(Point placement records)
BEGIN
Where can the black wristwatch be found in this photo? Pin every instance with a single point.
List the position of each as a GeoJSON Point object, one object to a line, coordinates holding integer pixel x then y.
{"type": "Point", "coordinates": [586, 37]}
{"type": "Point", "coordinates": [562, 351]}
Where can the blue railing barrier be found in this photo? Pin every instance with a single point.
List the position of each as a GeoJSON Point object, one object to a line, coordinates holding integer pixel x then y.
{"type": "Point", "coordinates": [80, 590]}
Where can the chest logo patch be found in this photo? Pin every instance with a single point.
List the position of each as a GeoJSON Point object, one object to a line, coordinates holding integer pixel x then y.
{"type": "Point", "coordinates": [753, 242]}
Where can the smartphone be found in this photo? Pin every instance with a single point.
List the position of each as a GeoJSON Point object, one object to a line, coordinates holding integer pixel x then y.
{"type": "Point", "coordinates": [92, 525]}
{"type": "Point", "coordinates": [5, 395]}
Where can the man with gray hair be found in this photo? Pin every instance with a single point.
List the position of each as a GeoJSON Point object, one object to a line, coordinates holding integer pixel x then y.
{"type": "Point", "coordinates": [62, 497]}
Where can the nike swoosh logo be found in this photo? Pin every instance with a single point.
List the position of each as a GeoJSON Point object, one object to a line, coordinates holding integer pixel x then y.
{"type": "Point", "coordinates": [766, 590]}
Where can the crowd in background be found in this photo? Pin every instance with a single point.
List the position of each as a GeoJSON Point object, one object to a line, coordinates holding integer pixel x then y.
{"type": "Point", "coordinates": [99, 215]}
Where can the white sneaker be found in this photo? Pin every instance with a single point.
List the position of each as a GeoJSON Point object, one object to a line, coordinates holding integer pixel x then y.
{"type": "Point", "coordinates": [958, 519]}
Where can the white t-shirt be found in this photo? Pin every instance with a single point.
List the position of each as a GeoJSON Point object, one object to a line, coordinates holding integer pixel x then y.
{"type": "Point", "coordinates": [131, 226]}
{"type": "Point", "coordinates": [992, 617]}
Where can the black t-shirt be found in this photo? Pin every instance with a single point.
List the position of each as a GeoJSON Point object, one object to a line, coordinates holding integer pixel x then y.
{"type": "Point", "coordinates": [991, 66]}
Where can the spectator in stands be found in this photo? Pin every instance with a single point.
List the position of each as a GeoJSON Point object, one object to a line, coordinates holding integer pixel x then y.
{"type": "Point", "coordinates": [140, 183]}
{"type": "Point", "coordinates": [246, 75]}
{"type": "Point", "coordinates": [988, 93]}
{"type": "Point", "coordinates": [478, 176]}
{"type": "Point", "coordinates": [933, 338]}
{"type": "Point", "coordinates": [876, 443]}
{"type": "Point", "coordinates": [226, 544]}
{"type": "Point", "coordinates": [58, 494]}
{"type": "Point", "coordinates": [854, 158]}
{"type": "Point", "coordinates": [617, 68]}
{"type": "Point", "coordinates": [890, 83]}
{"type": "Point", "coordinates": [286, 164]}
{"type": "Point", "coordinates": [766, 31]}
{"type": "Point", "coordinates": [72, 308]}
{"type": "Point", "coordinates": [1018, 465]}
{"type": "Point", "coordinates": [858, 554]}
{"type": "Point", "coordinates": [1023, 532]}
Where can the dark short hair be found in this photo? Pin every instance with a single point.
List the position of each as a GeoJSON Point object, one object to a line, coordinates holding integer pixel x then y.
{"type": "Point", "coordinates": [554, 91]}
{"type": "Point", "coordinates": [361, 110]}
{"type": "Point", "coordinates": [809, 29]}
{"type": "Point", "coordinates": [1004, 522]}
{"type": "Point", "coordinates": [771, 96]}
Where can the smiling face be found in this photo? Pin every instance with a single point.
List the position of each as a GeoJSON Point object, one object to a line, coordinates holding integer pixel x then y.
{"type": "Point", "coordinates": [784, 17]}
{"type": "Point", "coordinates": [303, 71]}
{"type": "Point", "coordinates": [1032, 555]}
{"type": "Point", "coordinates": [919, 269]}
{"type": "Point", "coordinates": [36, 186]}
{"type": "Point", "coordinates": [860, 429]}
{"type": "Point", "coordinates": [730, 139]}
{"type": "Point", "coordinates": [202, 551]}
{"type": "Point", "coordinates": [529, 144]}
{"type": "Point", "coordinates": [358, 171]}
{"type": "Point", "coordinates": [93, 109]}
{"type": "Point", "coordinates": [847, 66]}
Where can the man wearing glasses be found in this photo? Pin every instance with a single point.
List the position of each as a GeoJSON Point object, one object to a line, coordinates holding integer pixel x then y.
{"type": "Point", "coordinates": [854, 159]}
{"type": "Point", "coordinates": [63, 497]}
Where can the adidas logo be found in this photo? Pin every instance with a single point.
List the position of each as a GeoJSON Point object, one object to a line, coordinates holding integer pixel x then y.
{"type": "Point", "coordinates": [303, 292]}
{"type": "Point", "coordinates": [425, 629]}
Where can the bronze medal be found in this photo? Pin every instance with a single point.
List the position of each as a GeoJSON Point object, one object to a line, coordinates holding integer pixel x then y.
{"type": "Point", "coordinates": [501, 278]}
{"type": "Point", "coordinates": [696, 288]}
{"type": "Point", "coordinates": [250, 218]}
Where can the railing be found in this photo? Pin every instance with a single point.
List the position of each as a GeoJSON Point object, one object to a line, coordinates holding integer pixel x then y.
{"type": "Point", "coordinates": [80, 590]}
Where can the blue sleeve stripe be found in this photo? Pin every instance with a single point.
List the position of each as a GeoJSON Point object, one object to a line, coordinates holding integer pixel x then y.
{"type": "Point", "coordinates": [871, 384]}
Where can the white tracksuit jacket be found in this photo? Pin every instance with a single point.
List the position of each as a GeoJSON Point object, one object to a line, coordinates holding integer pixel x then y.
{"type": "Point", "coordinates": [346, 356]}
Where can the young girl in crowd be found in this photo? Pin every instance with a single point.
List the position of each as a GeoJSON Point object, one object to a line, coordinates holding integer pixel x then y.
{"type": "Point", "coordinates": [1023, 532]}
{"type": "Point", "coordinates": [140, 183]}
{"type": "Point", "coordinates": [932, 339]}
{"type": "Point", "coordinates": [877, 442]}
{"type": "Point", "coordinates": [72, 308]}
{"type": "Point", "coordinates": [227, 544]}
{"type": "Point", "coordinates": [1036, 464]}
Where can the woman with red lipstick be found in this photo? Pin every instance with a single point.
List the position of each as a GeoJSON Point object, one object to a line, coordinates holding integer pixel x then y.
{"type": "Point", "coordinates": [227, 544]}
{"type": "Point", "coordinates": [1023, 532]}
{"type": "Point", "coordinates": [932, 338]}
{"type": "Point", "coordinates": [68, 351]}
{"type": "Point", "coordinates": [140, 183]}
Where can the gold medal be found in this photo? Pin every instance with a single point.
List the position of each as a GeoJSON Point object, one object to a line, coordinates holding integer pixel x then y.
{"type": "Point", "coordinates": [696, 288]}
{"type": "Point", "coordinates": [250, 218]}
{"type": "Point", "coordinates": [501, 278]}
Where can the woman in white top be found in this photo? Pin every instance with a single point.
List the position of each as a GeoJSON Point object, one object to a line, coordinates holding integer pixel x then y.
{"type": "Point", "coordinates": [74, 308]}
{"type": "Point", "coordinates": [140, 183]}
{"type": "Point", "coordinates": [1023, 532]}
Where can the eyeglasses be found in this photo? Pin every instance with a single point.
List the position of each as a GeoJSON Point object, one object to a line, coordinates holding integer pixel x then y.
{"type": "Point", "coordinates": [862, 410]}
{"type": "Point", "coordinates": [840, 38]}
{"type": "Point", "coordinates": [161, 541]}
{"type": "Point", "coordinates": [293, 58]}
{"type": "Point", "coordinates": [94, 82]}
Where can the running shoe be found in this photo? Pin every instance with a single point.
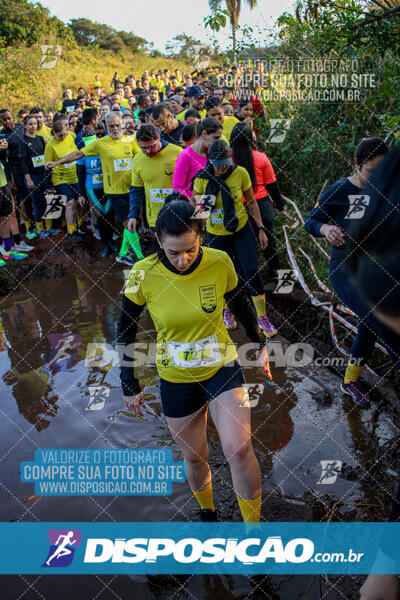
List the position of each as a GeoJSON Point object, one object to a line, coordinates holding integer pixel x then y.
{"type": "Point", "coordinates": [354, 390]}
{"type": "Point", "coordinates": [207, 515]}
{"type": "Point", "coordinates": [267, 327]}
{"type": "Point", "coordinates": [125, 260]}
{"type": "Point", "coordinates": [229, 319]}
{"type": "Point", "coordinates": [31, 233]}
{"type": "Point", "coordinates": [13, 254]}
{"type": "Point", "coordinates": [74, 237]}
{"type": "Point", "coordinates": [23, 247]}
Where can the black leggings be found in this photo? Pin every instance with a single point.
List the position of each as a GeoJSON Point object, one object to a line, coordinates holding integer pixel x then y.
{"type": "Point", "coordinates": [369, 327]}
{"type": "Point", "coordinates": [267, 216]}
{"type": "Point", "coordinates": [241, 246]}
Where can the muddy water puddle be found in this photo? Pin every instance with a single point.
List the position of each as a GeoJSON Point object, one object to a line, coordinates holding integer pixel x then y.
{"type": "Point", "coordinates": [309, 442]}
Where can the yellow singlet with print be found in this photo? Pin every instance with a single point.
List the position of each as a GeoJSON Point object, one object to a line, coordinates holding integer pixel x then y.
{"type": "Point", "coordinates": [155, 174]}
{"type": "Point", "coordinates": [116, 161]}
{"type": "Point", "coordinates": [192, 341]}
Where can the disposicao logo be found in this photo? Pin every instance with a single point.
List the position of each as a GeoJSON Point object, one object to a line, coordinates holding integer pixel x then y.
{"type": "Point", "coordinates": [62, 547]}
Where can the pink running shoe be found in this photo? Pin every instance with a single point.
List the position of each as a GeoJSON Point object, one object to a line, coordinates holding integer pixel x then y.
{"type": "Point", "coordinates": [229, 319]}
{"type": "Point", "coordinates": [267, 327]}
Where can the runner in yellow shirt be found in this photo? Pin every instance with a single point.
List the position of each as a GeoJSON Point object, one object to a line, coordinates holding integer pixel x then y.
{"type": "Point", "coordinates": [214, 109]}
{"type": "Point", "coordinates": [115, 152]}
{"type": "Point", "coordinates": [184, 289]}
{"type": "Point", "coordinates": [64, 176]}
{"type": "Point", "coordinates": [152, 175]}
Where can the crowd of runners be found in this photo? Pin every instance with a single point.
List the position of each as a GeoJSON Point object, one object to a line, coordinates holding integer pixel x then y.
{"type": "Point", "coordinates": [167, 165]}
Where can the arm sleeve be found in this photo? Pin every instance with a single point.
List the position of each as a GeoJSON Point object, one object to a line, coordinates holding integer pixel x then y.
{"type": "Point", "coordinates": [275, 193]}
{"type": "Point", "coordinates": [246, 181]}
{"type": "Point", "coordinates": [240, 305]}
{"type": "Point", "coordinates": [23, 157]}
{"type": "Point", "coordinates": [48, 154]}
{"type": "Point", "coordinates": [199, 185]}
{"type": "Point", "coordinates": [91, 149]}
{"type": "Point", "coordinates": [268, 171]}
{"type": "Point", "coordinates": [179, 182]}
{"type": "Point", "coordinates": [126, 335]}
{"type": "Point", "coordinates": [322, 213]}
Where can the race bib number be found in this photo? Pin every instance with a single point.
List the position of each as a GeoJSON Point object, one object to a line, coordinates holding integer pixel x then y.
{"type": "Point", "coordinates": [122, 164]}
{"type": "Point", "coordinates": [89, 139]}
{"type": "Point", "coordinates": [38, 161]}
{"type": "Point", "coordinates": [201, 353]}
{"type": "Point", "coordinates": [217, 216]}
{"type": "Point", "coordinates": [158, 195]}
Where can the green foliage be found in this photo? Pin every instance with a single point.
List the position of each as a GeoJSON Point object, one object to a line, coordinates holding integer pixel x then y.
{"type": "Point", "coordinates": [217, 19]}
{"type": "Point", "coordinates": [319, 146]}
{"type": "Point", "coordinates": [23, 22]}
{"type": "Point", "coordinates": [181, 46]}
{"type": "Point", "coordinates": [90, 33]}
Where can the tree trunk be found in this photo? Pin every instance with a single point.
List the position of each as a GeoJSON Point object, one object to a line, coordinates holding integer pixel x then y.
{"type": "Point", "coordinates": [234, 42]}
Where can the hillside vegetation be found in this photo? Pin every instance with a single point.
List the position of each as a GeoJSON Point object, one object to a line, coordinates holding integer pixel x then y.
{"type": "Point", "coordinates": [87, 49]}
{"type": "Point", "coordinates": [23, 84]}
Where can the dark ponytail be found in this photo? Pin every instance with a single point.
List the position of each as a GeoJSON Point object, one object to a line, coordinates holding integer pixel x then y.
{"type": "Point", "coordinates": [242, 148]}
{"type": "Point", "coordinates": [176, 217]}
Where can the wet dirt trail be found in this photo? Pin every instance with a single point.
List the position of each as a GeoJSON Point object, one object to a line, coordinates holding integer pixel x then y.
{"type": "Point", "coordinates": [299, 421]}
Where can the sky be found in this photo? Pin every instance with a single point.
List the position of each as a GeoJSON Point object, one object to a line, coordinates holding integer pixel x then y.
{"type": "Point", "coordinates": [160, 20]}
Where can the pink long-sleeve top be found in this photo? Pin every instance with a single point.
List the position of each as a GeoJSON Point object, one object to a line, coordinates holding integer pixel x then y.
{"type": "Point", "coordinates": [187, 165]}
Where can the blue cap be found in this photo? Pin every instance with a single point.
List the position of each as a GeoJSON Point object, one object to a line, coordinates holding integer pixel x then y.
{"type": "Point", "coordinates": [195, 91]}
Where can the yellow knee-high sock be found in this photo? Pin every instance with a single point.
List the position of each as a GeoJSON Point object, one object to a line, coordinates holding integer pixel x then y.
{"type": "Point", "coordinates": [259, 305]}
{"type": "Point", "coordinates": [250, 509]}
{"type": "Point", "coordinates": [204, 498]}
{"type": "Point", "coordinates": [352, 373]}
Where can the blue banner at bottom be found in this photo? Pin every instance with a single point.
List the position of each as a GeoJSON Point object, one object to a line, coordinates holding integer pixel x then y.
{"type": "Point", "coordinates": [208, 548]}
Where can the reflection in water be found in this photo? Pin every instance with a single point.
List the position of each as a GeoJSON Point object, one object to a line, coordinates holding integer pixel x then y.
{"type": "Point", "coordinates": [45, 366]}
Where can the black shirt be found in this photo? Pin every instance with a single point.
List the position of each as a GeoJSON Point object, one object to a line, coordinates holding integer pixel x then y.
{"type": "Point", "coordinates": [67, 104]}
{"type": "Point", "coordinates": [173, 137]}
{"type": "Point", "coordinates": [30, 148]}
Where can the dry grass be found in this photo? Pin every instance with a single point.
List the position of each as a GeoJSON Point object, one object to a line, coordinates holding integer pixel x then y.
{"type": "Point", "coordinates": [22, 84]}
END
Go back to the data above and please quote exactly, and only, the lines from the line with "Where can the reflection" through its last line.

Exercise output:
Where can the reflection in water be found in this photo? Pin every instance with a single point.
List the position of each as a GeoJSON Point object, one object to a line, coordinates holding integer pixel x then y.
{"type": "Point", "coordinates": [45, 366]}
Where can the black shirt be found in this photo? Pin every instance with a single point.
List the position of each as a GeoJSON Point object, one object to a line, coordinates holding integer pixel x then y.
{"type": "Point", "coordinates": [67, 104]}
{"type": "Point", "coordinates": [173, 137]}
{"type": "Point", "coordinates": [30, 148]}
Where can the dry grass be found in this photo? Pin every instance with a single point.
List the position of each as a GeoJSON Point object, one object to a line, coordinates holding integer pixel x then y.
{"type": "Point", "coordinates": [22, 84]}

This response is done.